§ **WORK TO BE COMPLETED**: In this exercise, reproduce all the entries that follow exactly.

§ **RECORDS PROVIDED**:

┄┄┄┄┄┄┄┄┄┄┄┄┄┄┄┄┄┄┄┄

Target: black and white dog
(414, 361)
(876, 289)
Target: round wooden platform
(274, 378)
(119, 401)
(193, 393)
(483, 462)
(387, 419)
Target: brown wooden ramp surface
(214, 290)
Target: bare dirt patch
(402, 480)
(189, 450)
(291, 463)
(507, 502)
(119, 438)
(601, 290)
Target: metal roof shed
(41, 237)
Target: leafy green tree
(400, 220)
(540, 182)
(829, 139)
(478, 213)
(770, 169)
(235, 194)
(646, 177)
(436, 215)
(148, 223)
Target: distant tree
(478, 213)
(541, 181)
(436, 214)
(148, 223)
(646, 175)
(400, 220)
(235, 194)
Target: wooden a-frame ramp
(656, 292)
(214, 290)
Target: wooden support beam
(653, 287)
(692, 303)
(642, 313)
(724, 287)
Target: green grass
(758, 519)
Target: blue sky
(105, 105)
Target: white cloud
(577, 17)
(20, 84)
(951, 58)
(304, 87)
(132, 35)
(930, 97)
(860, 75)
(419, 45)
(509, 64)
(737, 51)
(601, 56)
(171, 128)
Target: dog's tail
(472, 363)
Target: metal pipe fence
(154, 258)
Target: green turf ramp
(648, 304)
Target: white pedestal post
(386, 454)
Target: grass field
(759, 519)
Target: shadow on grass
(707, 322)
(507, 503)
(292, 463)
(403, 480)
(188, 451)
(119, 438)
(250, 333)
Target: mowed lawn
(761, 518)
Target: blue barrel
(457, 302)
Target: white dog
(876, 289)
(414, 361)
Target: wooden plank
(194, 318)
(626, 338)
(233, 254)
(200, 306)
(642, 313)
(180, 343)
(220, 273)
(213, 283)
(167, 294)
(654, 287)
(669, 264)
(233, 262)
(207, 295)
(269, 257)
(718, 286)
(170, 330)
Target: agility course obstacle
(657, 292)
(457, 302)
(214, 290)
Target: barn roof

┄┄┄┄┄┄┄┄┄┄┄┄┄┄┄┄┄┄┄┄

§ **IN RESPONSE**:
Target: black and white dog
(414, 361)
(876, 289)
Target: round wooden platform
(274, 378)
(119, 401)
(193, 393)
(483, 462)
(387, 419)
Target: brown wooden ramp surface
(214, 290)
Target: bare dirt patch
(402, 480)
(189, 450)
(291, 463)
(507, 502)
(119, 438)
(601, 290)
Target: metal roof shed
(41, 237)
Target: leafy green tree
(400, 220)
(540, 182)
(829, 139)
(478, 213)
(770, 169)
(235, 194)
(646, 177)
(436, 215)
(148, 223)
Target: distant tree
(478, 213)
(541, 181)
(436, 214)
(148, 223)
(646, 175)
(400, 220)
(235, 194)
Target: wooden a-frame ramp
(656, 292)
(214, 290)
Target: wooden support beam
(653, 287)
(692, 303)
(642, 313)
(724, 287)
Target: green grass
(758, 519)
Target: blue sky
(105, 105)
Target: white cloud
(577, 17)
(20, 84)
(951, 58)
(304, 87)
(132, 35)
(930, 97)
(860, 75)
(419, 45)
(509, 64)
(737, 51)
(601, 56)
(171, 128)
Target: dog's tail
(472, 363)
Target: metal pipe fence
(154, 258)
Target: green turf ramp
(648, 304)
Target: white pedestal post
(386, 454)
Target: grass field
(759, 519)
Target: shadow on grass
(707, 322)
(507, 503)
(292, 463)
(403, 480)
(188, 451)
(119, 438)
(250, 333)
Target: mowed lawn
(761, 518)
Target: blue barrel
(457, 302)
Target: white dog
(876, 289)
(414, 361)
Target: wooden plank
(194, 318)
(626, 338)
(233, 254)
(200, 306)
(642, 313)
(180, 343)
(220, 273)
(213, 283)
(167, 294)
(654, 287)
(669, 264)
(233, 262)
(207, 295)
(269, 257)
(718, 286)
(170, 330)
Target: agility course obstacle
(657, 292)
(457, 302)
(214, 290)
Target: barn roof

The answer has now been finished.